Supplied passage

Review by foereaper
"A mixed bag but mostly fun"
Endless Space is a game similar to the first two Master of Orion games and other 4x space strategy games like Galactic Civ and Sins of a Solar Empire. It isn't perfect but it's better than it was at release and hopefully will get better based on feedback from players.
One thing to keep in mind is that there is a fair amount of micro-management needed if you want to succeed, you can automate colony production but it's not as effective as doing it yourself. It's turn-based so you choose what to do during your turn and then your choices are executed when you push the button, fleet movement, production, research and so on. There is one problem here and that is that AI fleets can move during your turn so it's sometimes hard to trap and destroy them. You can't move in the same situation so it's annoying.
To start a game you choose a race you want to play or make a custom race with positive and negative traits. You can also add some research in but it's all first-tier and can be researched with a few turns so I use those points elsewhere. Having advanced tech can let your small empire beat much larger ones over time so you can choose research buffs for your race or you can get discounts on social or military projects, boosts to fleet combat or heroes or you can make negative picks in most areas for additional points to spend wherever you like. Heroes can be hired as soon as you have the "funds" to do so, in the form of "Dust" you gather from your colonies in the form of taxes, in the same way many games use "gold". There are heroes to give boosts to colony in dust and research or food and manufacturing, as well as heroes for your fleets. You can level up any hero in a different role, to some extent, but it's best to pick a hero for the task you need filled the most. If you need a manufacturing boost (critical I think) and you don't get one from your initial 3 picks you can level another hero with some points in that field, then reassign him when he can be replaced. The best boosts for any given specialty are only available to a hero with that emphasis, i.e. Administrator - construction and food will get to pick better boosts than an admiral hero-type and a Pilot/Commander hero will not be very useful at construction or research. You can win without good colony heroes but they can make space combat much easier. One trick is to buy all three heroes (if they're good) ASAP if your economy allows, assign them to colonies at first and they get points every so often depending on colony construction, etc. Put those points into combat if that's the hero-type and by the time they see their first combat they'll already be pretty good.
There is a comprehensive research tree divided into four major areas, diplomacy & trade, weapons, construction and exploration (colony improvements, etc). Based on your race you also get some slightly unique research items but that is pretty minor so all races have nearly the same tech to research. You can specialize in a particular weapon type, guns/cannons (kinetic), missiles or beam weapons but you need to research defense against all three types and equip your ships accordingly as you never know what enemy fleets will use against you. Pirates almost always use guns/cannons. Missiles are weakest in that they only fire once every three rounds (or combat phase) while the other two types fire every round. A fleet of missile ships can destroy you even after they're destroyed though since the missiles still hit before battle ends but it's a costly strategy and it probably makes more sense to add missiles to your ships rather than specialize in them. Or to skip putting them in your ships at all.

Given material

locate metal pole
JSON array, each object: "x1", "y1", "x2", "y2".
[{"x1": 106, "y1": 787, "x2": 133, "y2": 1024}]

Stated problem
Reproduce the part of the game review that begins at the words "Endless Space is" and stops after "feedback from players.". None of the lines matter here.

Completed task
Endless Space is a game similar to the first two Master of Orion games and other 4x space strategy games like Galactic Civ and Sins of a Solar Empire. It isn't perfect but it's better than it was at release and hopefully will get better based on feedback from players.